### PROBLEM DESCRIPTION
Using the data below, set down every line from the one containing "Identify every double" through the one containing "Identify every stainless steel sink", inclusive and unchanged. Pictures are to be skipped.
---------- DATA FOR THE TASK
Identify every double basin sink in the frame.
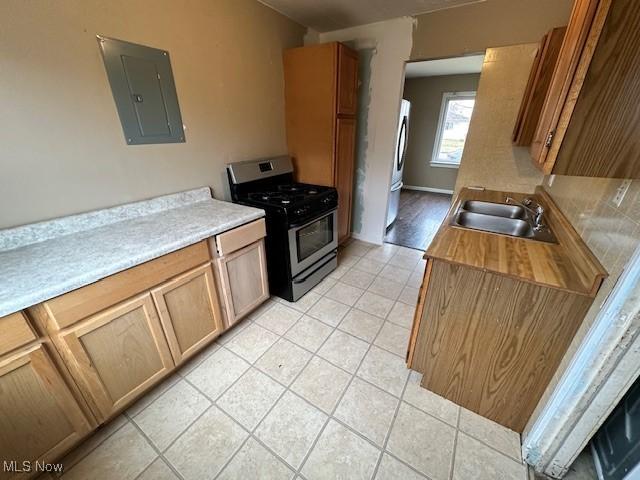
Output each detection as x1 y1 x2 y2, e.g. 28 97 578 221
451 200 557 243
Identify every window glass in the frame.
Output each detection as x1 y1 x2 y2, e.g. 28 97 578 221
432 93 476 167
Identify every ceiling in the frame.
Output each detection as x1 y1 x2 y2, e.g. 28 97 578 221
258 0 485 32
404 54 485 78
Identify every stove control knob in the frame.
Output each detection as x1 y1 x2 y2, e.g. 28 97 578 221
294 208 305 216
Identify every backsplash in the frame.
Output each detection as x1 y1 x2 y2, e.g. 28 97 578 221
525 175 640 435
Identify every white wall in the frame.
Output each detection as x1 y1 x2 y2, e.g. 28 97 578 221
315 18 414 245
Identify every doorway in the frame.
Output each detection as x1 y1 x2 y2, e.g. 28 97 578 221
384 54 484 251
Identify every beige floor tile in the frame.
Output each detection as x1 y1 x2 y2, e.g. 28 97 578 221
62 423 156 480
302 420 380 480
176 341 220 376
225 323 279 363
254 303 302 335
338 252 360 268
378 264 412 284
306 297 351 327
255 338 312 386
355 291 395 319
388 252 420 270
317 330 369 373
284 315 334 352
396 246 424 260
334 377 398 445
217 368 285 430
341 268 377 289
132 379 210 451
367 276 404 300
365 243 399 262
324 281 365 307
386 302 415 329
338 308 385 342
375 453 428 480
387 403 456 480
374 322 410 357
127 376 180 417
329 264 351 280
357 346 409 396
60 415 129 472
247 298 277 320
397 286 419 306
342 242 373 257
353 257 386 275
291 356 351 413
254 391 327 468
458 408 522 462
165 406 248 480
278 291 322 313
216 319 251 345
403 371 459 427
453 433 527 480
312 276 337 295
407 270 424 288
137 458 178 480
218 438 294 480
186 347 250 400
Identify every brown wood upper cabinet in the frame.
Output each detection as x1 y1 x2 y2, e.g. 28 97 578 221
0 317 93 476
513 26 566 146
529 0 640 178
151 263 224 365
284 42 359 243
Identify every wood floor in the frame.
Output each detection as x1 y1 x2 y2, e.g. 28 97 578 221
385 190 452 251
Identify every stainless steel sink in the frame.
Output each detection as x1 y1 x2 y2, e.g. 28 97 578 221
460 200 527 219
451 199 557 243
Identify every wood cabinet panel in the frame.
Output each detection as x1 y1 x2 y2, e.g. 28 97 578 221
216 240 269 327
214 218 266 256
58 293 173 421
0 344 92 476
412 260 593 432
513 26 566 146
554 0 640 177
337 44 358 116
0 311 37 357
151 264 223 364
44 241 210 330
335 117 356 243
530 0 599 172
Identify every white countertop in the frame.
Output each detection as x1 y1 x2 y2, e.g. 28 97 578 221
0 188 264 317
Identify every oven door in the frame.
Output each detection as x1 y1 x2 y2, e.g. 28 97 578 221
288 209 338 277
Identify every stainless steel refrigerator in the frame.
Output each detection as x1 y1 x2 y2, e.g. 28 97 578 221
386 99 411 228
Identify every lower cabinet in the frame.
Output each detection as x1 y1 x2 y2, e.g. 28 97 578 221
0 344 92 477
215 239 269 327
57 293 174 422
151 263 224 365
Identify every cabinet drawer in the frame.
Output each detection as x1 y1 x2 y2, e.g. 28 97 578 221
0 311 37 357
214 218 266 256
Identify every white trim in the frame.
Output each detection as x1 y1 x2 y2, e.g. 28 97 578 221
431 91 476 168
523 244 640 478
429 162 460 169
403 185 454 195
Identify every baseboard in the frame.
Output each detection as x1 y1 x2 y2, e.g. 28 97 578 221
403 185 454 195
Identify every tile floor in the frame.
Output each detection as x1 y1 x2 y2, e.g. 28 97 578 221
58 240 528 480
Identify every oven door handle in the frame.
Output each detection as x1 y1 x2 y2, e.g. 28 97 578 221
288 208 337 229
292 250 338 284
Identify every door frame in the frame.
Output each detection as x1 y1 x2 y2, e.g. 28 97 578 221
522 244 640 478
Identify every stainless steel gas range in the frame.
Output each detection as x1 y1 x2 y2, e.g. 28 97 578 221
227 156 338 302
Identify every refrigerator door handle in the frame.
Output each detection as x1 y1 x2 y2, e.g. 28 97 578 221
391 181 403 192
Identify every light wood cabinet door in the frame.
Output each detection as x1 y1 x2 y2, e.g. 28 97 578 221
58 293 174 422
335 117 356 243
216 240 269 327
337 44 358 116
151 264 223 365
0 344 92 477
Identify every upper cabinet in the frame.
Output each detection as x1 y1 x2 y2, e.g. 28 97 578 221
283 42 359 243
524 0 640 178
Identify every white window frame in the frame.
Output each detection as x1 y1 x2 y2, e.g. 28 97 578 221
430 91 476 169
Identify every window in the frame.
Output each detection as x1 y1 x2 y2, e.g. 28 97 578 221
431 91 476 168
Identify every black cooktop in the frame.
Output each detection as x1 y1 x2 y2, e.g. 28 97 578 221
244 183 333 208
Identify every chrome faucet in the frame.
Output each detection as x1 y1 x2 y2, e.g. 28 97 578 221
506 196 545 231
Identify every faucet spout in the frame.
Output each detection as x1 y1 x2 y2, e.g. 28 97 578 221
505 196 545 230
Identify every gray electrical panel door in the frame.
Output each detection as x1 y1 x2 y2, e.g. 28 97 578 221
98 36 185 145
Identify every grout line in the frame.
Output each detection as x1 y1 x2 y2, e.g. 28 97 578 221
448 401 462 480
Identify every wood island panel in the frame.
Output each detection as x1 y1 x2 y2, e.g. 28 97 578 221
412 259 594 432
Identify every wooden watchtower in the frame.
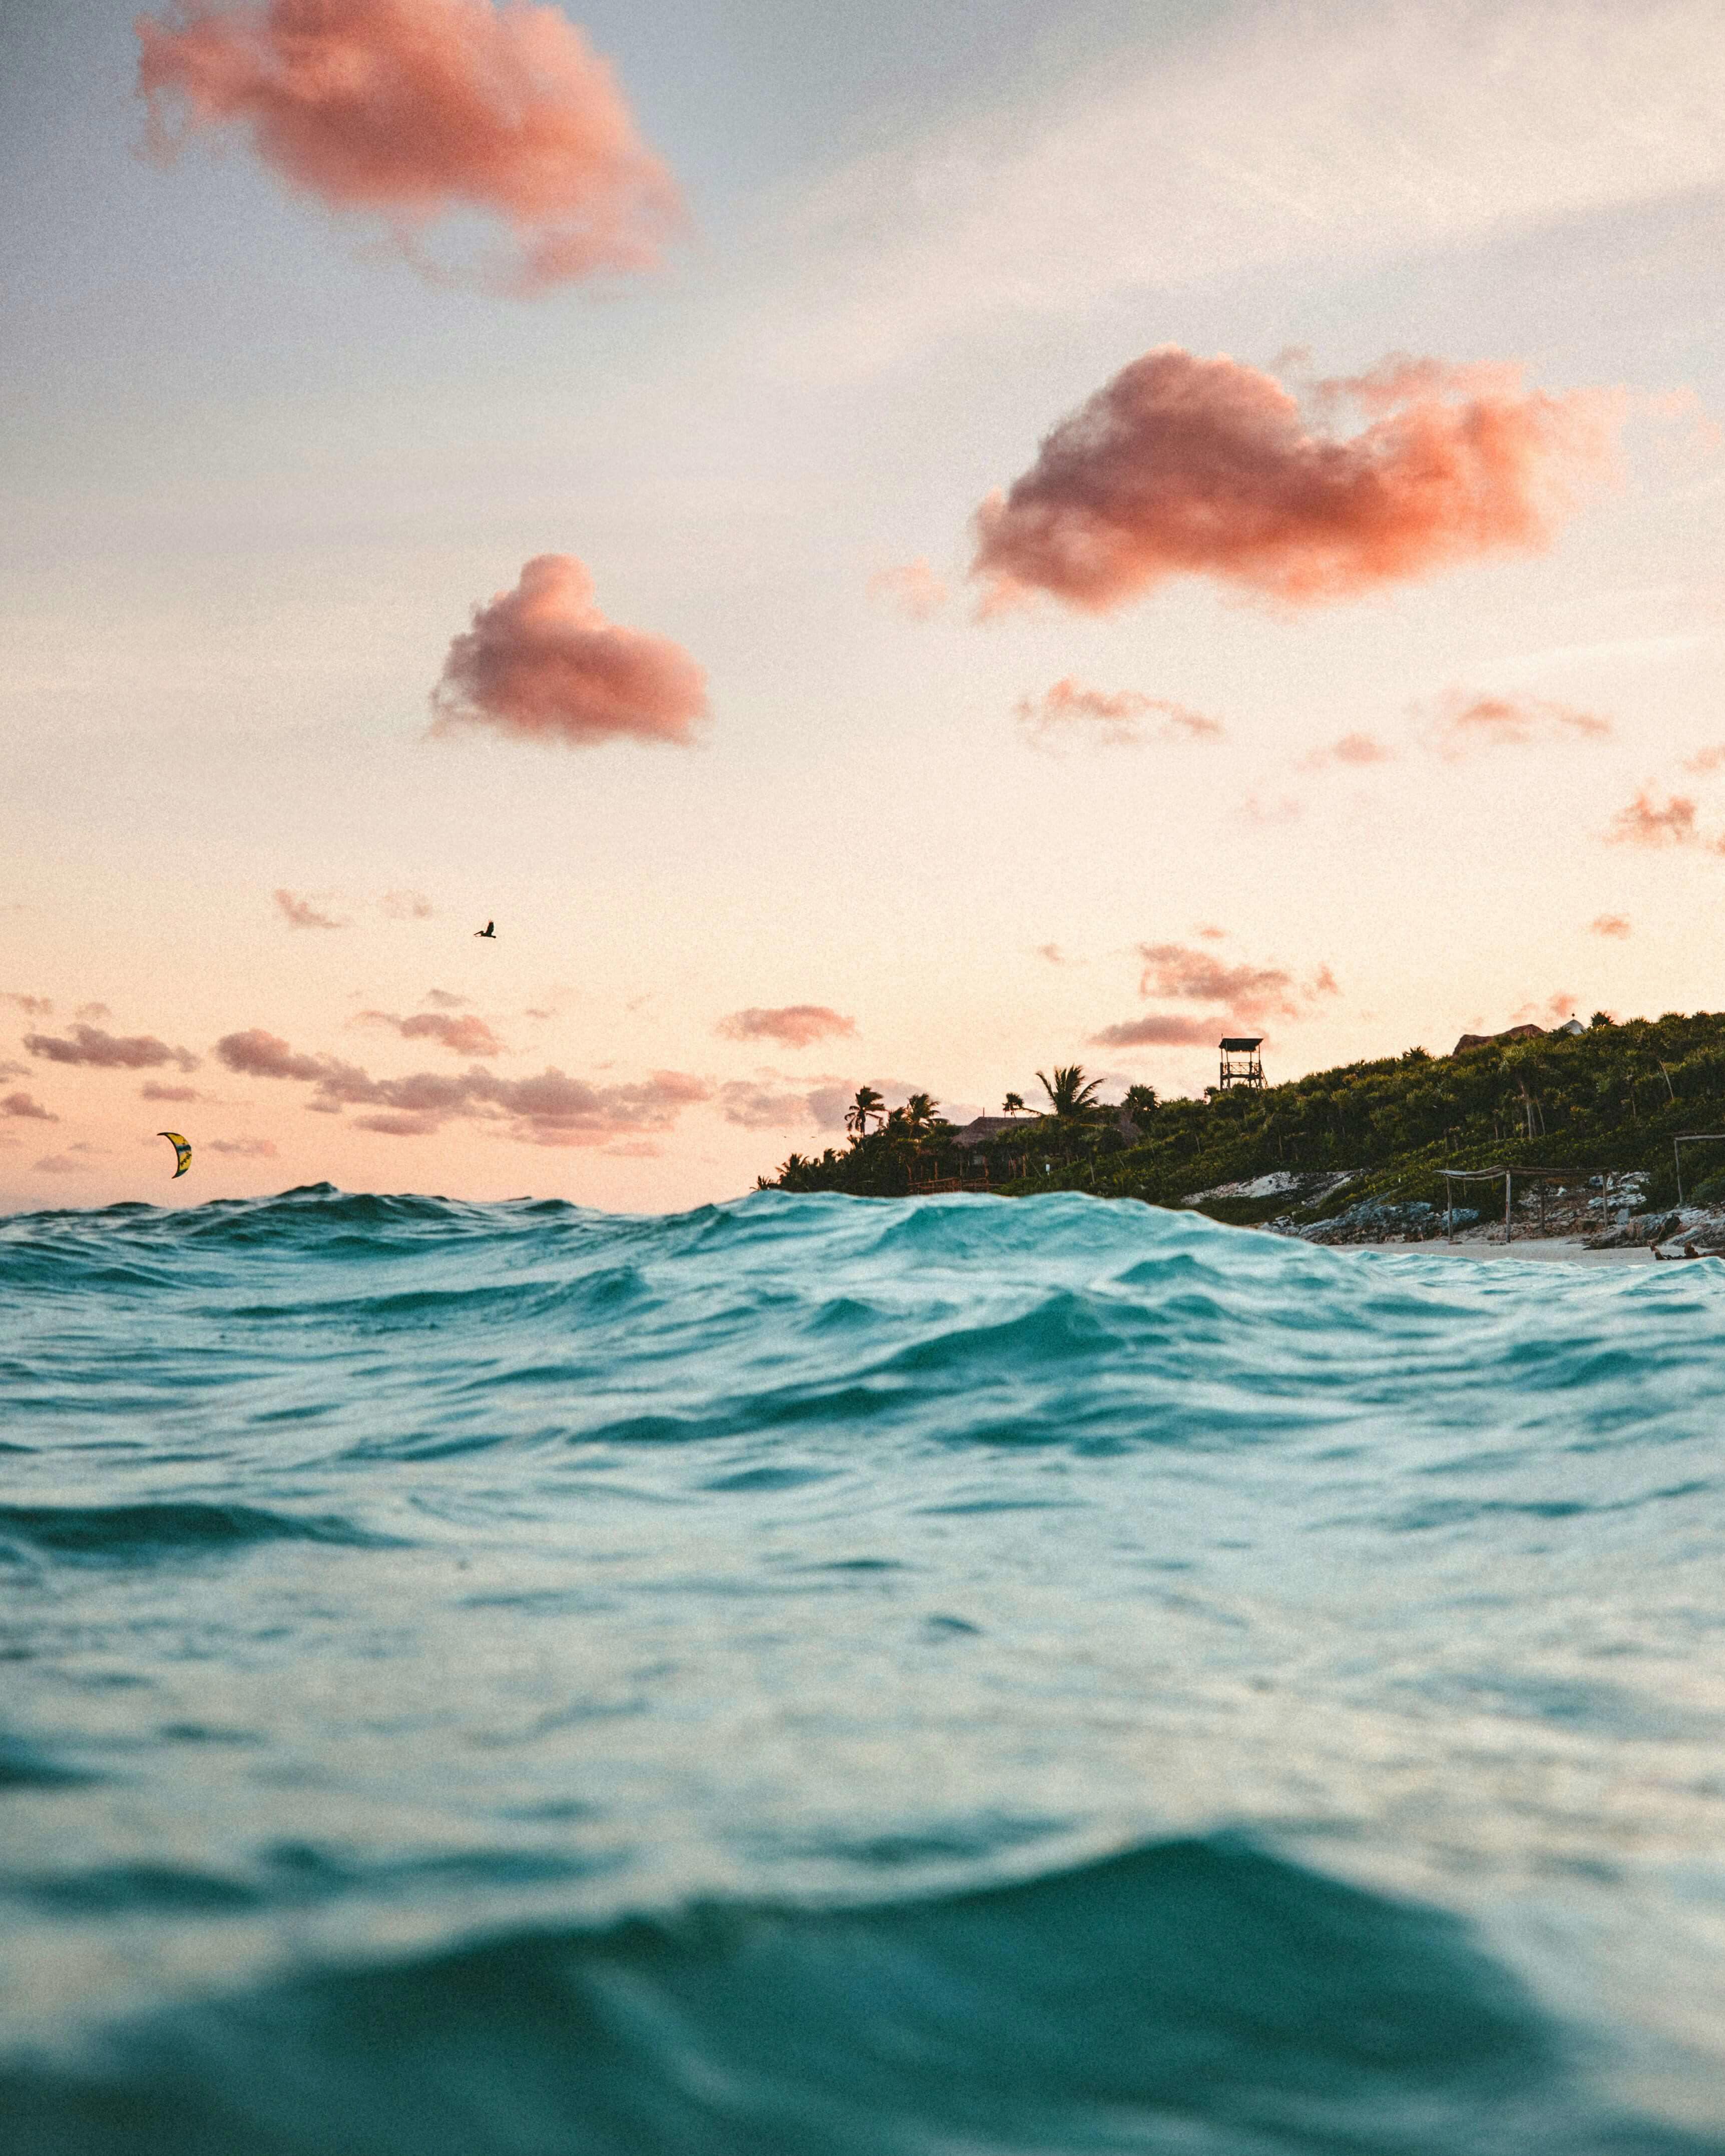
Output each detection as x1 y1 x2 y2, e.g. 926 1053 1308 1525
--------------------
---------- DATA FOR THE TASK
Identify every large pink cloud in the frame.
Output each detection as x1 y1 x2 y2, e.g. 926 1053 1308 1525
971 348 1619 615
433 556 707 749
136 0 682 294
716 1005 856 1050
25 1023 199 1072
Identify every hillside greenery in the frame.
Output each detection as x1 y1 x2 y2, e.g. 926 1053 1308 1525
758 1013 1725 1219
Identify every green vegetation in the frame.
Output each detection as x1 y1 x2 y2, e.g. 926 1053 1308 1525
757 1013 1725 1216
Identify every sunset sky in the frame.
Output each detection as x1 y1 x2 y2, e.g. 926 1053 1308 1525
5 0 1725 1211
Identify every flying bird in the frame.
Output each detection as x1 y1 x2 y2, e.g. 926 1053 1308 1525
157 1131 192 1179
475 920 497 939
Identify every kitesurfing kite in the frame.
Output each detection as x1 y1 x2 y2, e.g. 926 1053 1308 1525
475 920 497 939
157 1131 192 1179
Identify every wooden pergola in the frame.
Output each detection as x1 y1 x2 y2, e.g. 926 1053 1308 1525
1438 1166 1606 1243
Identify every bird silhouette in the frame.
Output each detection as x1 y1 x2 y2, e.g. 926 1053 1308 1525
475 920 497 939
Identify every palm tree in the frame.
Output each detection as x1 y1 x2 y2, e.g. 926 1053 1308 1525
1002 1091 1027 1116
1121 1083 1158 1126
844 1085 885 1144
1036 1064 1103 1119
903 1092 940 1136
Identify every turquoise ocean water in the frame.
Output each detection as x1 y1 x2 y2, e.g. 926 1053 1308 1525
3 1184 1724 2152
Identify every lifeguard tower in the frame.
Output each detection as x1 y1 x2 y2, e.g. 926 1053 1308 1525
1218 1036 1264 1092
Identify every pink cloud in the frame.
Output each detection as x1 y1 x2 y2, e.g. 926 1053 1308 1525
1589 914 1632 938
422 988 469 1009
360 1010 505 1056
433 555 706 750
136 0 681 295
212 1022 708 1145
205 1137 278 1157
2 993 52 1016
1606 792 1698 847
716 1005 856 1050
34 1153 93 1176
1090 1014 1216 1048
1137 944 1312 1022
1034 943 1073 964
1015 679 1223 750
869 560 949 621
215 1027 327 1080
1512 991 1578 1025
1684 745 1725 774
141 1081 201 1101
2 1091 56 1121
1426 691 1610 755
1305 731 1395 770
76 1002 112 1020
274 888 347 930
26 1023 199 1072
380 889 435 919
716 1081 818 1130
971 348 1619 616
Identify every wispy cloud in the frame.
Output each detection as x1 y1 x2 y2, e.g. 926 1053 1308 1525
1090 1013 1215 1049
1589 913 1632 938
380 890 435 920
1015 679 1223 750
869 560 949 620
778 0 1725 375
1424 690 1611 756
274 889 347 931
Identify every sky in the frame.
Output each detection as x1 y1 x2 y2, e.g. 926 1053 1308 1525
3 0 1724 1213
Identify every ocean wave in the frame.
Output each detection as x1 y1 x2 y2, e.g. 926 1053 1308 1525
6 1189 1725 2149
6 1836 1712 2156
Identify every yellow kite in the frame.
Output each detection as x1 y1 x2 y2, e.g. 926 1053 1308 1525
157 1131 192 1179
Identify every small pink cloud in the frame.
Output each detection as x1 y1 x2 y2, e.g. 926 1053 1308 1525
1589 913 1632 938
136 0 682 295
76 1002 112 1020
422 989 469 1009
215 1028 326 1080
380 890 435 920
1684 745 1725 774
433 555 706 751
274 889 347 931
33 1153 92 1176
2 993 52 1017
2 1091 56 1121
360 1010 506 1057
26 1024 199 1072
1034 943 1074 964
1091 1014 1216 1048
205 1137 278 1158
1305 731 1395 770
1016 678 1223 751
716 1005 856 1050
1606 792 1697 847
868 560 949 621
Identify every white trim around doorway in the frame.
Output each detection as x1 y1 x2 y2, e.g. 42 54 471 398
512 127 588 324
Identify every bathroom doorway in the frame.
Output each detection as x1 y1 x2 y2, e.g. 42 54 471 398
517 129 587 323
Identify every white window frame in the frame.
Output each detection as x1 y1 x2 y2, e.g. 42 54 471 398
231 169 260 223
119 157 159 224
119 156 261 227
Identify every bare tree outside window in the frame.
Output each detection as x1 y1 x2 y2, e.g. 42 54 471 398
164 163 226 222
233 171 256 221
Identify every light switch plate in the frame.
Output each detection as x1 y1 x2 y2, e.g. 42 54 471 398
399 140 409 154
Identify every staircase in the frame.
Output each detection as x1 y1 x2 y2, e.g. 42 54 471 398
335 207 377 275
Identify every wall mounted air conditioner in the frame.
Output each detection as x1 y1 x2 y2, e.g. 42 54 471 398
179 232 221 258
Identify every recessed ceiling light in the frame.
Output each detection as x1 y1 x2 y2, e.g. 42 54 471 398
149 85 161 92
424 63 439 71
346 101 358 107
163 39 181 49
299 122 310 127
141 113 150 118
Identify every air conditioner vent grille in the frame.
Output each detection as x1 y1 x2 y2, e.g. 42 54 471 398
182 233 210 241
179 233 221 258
--------------------
---------- DATA FOR THE TASK
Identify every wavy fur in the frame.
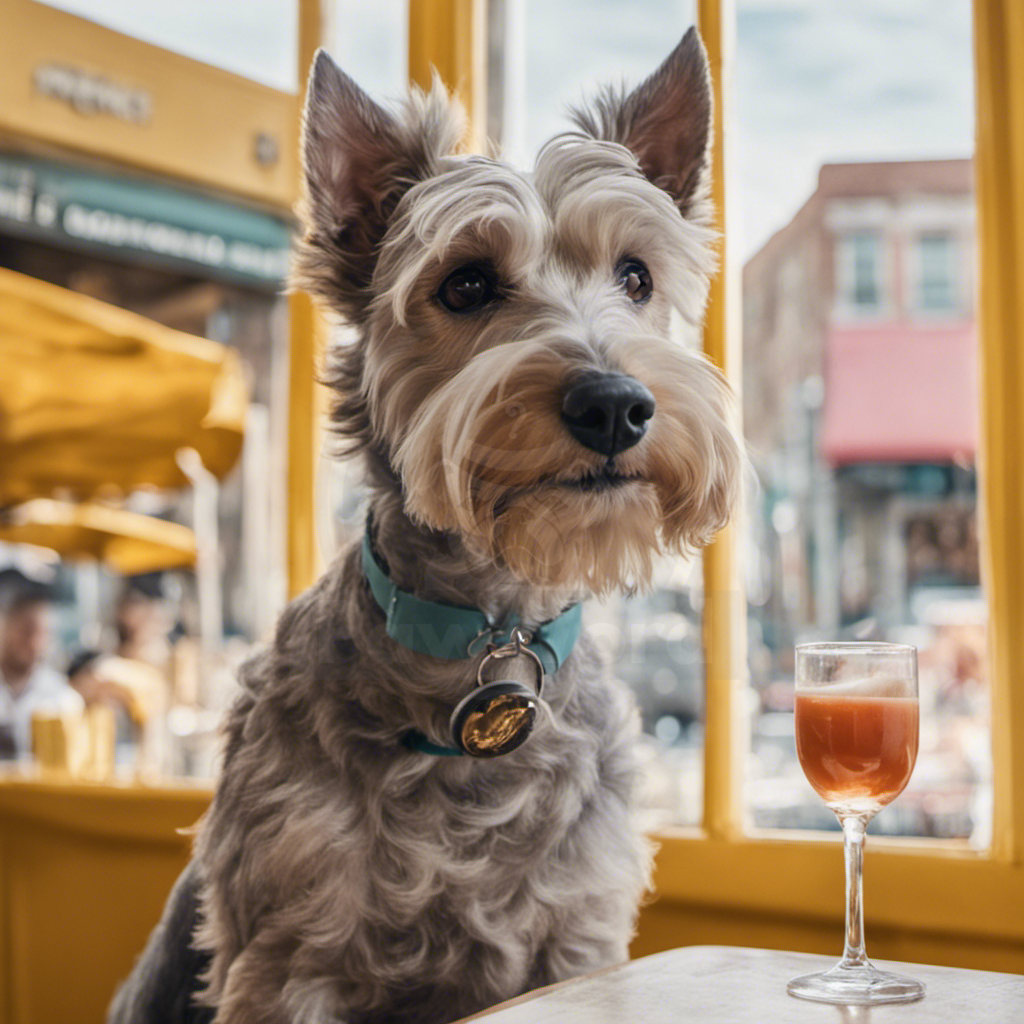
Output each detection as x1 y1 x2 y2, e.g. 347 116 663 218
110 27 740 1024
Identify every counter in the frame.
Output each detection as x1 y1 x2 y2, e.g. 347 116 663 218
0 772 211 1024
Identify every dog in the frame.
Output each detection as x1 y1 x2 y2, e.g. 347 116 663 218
--------------------
### EXPECTED ANSWER
Identify every double basin sink in the frame.
Output each detection as x1 y1 x2 y2, e.g. 28 97 578 221
451 200 557 243
Identify every window glass in the frame.
Output each detection as x1 y1 x2 y2, e.g. 28 97 578 221
432 93 476 167
Identify every ceiling in the frame.
Output each detection as x1 y1 x2 y2, e.g. 28 97 578 221
258 0 485 32
404 54 485 78
Identify every stove control knob in the frame.
Output each detection as x1 y1 x2 y2, e.g. 28 97 578 221
294 208 305 216
Identify every backsplash in the frame.
Output each detection as x1 y1 x2 y2, e.g. 28 97 578 221
525 175 640 435
Identify every white wall in the frame.
Output each detection as x1 y1 x2 y2, e.g. 28 97 578 221
315 18 414 245
Identify every doorway in the frame.
Output each detection as x1 y1 x2 y2, e.g. 28 97 578 221
384 54 484 251
Identify every beige floor tile in the frame.
Output each detection as x1 y1 x2 y2, e.g. 28 97 578 221
62 423 156 480
302 420 380 480
176 341 220 376
225 323 279 363
254 303 302 335
338 252 360 268
378 264 412 284
306 297 351 327
255 338 312 386
355 291 395 319
388 252 420 270
317 330 369 373
284 315 334 352
396 246 424 260
334 377 398 445
217 368 285 430
341 268 377 289
132 379 210 451
367 276 404 300
365 243 399 262
324 281 365 307
386 302 415 329
338 308 385 342
375 453 428 480
387 403 456 480
374 322 410 357
127 376 180 417
329 264 351 280
357 346 409 396
60 415 129 472
247 298 277 320
397 286 419 306
342 242 373 257
353 257 386 275
291 356 351 413
254 391 327 468
458 408 522 462
165 406 248 480
278 291 322 313
216 319 251 345
403 371 459 427
453 433 527 480
312 276 337 295
407 270 424 288
137 458 178 480
218 438 294 480
186 347 250 400
Identify every brown wood upper cabinet in the frame.
Output each detection as x1 y1 x2 y2, e.g. 28 97 578 221
0 317 93 476
513 26 566 146
529 0 640 178
151 263 224 365
284 42 359 243
Identify every wood floor in the frame.
Output each detection as x1 y1 x2 y2, e.g. 28 97 578 221
385 190 452 251
Identify every stainless steel sink in the frame.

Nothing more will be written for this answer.